(Region pointing data)
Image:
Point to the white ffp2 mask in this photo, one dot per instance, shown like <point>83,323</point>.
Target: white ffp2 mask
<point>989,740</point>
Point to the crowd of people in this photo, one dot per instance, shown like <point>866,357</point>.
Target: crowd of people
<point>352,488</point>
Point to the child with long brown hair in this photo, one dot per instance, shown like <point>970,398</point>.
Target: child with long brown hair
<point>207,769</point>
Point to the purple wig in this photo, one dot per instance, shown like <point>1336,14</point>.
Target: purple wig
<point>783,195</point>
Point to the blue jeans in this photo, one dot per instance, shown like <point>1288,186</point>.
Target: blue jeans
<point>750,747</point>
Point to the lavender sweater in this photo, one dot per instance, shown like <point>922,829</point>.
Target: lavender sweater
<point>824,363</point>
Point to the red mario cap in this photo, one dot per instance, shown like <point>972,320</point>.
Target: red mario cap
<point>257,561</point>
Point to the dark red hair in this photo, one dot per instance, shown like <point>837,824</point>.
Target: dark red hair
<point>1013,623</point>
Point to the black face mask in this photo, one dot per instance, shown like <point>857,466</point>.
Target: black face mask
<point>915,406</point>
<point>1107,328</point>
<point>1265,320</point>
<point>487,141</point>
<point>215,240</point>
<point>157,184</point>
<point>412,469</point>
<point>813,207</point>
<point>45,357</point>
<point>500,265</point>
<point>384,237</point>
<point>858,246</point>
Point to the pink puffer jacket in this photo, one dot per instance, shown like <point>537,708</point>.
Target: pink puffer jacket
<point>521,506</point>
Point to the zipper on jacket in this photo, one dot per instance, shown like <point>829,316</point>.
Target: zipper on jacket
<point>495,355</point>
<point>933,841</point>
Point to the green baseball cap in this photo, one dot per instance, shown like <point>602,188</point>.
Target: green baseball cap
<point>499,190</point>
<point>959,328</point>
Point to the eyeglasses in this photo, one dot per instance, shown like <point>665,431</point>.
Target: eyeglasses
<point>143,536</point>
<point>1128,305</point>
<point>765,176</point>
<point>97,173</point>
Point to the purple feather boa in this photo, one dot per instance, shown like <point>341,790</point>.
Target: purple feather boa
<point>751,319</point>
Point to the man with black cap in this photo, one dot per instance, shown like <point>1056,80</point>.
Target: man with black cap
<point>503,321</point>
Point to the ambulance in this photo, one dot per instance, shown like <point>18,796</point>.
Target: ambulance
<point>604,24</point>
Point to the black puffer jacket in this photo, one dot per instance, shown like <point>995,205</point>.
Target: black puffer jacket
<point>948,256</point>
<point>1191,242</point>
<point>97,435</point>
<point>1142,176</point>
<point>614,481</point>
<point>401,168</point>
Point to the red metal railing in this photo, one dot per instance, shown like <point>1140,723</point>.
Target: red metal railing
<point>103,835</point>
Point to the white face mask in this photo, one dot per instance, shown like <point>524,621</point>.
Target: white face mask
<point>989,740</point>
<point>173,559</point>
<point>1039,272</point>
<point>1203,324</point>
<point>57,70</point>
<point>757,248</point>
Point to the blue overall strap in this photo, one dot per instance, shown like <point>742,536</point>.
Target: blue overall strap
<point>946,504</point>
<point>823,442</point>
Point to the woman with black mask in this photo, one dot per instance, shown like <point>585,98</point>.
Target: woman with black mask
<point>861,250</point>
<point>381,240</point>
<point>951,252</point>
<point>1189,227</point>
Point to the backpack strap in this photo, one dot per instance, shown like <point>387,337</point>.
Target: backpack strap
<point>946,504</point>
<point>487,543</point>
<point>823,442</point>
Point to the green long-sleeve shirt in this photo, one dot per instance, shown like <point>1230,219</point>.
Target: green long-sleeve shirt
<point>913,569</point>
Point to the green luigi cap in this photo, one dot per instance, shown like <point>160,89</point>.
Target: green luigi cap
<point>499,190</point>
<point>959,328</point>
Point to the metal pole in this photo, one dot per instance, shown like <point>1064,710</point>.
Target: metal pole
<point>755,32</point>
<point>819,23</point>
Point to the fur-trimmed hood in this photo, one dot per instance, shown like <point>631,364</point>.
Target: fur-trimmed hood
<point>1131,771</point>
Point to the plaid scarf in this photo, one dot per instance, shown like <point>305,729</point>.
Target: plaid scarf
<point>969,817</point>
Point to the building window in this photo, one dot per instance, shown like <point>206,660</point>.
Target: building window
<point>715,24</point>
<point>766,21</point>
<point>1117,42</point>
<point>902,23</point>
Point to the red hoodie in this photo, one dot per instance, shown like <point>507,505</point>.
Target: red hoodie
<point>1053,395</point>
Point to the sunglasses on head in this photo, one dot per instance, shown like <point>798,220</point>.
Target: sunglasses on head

● Task directions:
Give the number of lines in the records that contain the string "head", with no other output.

● Written solution:
2